What to do: Please count the lines in the entries below that contain the string "outline". Reply with that number alone.

(Stored data)
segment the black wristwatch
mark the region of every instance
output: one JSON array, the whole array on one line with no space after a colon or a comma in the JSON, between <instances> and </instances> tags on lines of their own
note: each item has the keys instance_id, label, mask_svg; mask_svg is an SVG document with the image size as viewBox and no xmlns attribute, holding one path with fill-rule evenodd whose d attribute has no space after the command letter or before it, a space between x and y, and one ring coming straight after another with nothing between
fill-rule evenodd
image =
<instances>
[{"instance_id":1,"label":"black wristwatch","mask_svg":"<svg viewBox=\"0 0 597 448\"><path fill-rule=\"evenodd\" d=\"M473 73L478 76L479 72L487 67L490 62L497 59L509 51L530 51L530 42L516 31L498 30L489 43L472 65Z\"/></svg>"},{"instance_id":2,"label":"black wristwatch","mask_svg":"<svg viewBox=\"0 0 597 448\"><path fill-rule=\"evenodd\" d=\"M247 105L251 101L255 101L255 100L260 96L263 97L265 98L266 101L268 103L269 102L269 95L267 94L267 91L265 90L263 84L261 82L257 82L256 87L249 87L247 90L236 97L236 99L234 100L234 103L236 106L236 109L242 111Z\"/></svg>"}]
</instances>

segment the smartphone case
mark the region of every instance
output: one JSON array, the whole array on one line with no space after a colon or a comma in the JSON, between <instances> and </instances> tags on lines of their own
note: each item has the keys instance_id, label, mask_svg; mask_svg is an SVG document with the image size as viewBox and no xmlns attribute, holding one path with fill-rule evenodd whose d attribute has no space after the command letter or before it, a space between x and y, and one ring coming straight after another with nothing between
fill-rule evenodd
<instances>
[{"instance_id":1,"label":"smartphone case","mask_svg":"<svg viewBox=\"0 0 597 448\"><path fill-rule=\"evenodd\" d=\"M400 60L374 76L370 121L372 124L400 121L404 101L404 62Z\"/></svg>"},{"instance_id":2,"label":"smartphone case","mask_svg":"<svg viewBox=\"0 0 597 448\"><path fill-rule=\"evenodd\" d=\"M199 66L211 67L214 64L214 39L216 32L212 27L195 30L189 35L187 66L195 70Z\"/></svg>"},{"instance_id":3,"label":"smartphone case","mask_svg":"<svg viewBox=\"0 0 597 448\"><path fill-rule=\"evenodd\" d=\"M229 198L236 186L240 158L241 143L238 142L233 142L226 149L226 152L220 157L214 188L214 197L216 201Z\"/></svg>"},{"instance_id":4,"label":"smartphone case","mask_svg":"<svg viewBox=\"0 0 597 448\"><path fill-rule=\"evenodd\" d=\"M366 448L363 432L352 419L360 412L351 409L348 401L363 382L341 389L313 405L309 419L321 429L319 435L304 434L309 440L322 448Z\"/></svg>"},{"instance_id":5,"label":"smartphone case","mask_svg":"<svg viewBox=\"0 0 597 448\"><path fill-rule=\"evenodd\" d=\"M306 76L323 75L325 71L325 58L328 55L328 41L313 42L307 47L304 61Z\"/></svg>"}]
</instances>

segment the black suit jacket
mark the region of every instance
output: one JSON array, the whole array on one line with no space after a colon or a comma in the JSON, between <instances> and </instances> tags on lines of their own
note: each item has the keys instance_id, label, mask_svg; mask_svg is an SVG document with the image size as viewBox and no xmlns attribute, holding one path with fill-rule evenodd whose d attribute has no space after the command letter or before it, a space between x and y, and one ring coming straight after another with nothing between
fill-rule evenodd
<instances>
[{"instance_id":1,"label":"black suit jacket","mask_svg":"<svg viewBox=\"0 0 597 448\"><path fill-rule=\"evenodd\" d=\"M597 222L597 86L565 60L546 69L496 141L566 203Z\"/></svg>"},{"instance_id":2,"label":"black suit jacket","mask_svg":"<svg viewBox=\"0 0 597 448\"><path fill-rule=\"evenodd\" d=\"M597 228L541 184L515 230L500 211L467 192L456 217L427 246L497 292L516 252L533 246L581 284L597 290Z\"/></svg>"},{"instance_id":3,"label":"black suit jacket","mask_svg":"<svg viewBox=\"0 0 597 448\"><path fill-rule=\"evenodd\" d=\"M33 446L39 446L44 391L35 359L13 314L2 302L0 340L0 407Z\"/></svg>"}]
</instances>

...

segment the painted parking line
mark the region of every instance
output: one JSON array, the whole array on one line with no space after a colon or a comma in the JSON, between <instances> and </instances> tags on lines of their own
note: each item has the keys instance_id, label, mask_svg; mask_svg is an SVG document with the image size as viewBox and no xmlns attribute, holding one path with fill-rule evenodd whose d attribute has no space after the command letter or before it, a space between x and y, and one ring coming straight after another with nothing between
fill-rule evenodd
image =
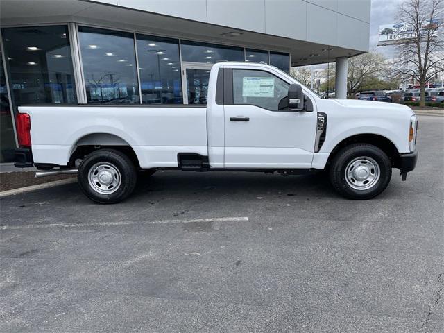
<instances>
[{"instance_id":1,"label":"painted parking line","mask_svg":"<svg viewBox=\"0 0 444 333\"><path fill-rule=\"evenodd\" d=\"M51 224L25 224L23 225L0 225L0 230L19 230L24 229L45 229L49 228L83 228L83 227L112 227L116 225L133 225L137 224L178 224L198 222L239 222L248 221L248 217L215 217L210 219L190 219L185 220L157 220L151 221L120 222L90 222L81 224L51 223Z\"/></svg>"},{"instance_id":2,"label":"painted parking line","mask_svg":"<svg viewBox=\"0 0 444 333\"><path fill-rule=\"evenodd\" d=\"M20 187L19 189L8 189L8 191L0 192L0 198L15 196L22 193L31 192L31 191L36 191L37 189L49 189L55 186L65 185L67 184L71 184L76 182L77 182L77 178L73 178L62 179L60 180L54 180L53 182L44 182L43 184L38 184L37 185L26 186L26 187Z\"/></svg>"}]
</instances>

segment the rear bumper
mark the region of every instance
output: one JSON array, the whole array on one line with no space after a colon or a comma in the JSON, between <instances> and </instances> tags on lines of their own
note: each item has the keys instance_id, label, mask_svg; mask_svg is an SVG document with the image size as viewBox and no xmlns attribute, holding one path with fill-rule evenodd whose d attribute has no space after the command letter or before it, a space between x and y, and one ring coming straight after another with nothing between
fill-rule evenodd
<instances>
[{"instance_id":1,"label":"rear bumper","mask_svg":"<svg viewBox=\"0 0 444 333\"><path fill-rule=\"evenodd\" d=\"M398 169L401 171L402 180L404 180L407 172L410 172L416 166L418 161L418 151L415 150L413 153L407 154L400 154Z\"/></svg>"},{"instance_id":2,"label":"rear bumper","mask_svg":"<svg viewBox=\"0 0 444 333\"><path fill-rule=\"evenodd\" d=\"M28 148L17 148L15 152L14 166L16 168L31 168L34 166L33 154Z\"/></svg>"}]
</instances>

==

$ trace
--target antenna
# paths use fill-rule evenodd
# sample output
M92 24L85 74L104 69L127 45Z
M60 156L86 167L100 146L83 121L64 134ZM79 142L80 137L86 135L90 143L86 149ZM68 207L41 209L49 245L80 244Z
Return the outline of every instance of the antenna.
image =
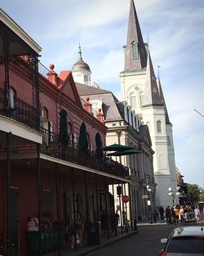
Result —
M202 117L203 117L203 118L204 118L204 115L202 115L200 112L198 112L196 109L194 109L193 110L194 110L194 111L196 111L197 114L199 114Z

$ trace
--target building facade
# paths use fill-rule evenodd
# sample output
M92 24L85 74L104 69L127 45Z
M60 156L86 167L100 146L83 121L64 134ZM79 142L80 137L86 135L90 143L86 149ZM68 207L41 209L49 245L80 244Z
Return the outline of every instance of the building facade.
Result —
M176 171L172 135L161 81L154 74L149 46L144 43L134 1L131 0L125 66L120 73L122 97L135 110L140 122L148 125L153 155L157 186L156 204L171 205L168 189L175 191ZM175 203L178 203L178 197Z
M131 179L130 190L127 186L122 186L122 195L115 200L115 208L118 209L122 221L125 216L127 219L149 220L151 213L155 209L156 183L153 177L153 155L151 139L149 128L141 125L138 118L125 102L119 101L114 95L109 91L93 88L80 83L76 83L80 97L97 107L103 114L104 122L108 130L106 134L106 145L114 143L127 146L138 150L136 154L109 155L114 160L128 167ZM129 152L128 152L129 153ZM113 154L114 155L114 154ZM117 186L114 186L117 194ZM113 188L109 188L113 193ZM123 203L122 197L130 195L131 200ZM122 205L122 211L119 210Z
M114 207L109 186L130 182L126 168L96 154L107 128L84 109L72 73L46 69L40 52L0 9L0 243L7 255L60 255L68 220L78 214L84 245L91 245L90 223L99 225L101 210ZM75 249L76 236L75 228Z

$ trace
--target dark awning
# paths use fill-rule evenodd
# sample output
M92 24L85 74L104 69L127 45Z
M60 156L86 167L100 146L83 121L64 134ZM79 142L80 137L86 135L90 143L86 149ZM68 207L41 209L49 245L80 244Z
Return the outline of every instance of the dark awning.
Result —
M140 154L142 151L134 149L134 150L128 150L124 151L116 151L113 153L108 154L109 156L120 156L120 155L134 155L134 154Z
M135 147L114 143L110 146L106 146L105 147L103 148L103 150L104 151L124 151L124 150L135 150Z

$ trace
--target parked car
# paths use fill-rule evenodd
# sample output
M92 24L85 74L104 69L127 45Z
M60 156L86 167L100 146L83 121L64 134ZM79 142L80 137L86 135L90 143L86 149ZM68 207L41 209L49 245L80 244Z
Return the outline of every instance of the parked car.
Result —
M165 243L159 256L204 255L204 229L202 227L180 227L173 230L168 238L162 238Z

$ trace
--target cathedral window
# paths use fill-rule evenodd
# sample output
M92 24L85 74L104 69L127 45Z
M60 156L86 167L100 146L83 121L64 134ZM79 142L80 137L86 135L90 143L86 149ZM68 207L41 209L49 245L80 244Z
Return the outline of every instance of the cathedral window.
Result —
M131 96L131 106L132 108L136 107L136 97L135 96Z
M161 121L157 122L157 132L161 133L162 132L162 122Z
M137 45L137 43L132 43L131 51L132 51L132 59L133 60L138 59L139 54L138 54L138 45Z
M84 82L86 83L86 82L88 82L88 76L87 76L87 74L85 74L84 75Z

Task answer: 5